Task prompt: In the entries that follow, the line with "[mark] black stingless" opens the range and the line with "[mark] glossy black" closes it; repeat that range exactly, both lines included.

Entries provided:
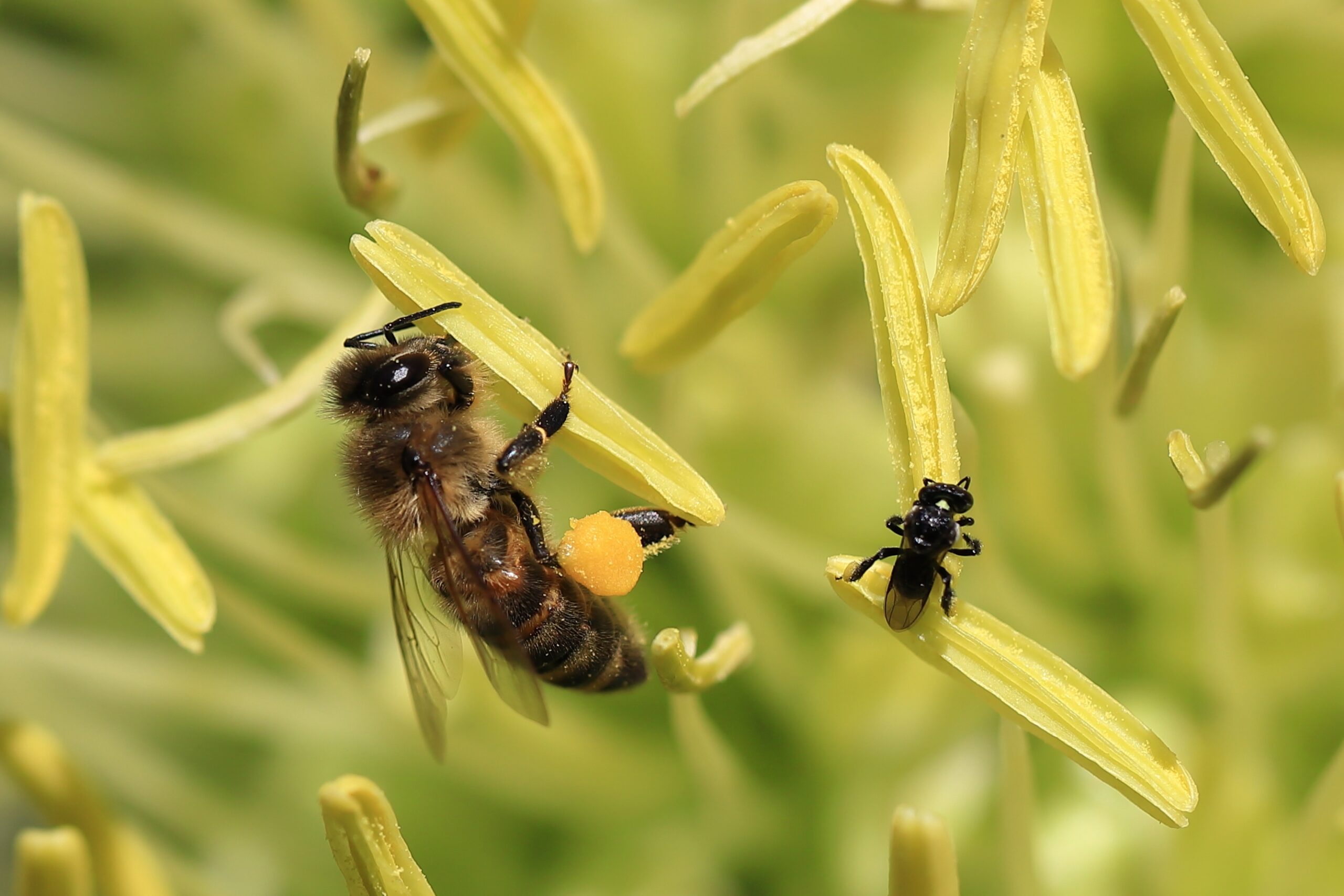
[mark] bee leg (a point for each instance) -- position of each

* * *

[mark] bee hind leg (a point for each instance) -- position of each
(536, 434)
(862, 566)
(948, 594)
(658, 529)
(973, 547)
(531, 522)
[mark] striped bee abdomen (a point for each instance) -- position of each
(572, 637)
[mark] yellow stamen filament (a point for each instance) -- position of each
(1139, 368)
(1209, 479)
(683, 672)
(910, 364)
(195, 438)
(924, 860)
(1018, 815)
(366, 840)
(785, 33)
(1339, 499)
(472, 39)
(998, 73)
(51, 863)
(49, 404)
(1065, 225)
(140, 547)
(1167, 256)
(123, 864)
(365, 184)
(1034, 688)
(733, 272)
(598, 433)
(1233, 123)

---

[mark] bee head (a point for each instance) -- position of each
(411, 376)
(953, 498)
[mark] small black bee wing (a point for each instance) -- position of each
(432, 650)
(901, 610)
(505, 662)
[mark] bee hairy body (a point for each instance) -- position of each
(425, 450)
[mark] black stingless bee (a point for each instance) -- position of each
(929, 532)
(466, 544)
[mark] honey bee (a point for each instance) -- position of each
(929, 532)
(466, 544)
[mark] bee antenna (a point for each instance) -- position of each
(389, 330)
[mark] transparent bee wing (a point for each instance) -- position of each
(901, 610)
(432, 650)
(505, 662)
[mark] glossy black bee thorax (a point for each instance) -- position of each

Answer to this problem:
[mark] black stingless bee (a point for each instance) -- position of each
(929, 532)
(466, 544)
[mark] honey bee (a point for each instance) -- position of each
(929, 532)
(466, 544)
[mark] bee antenna (a point for each instance) -- position of each
(389, 330)
[mark] transparent bee wing (a point for each instance) -- position of each
(901, 610)
(432, 650)
(505, 662)
[mark] glossy black bee thorax (a point for each instance) -- position of each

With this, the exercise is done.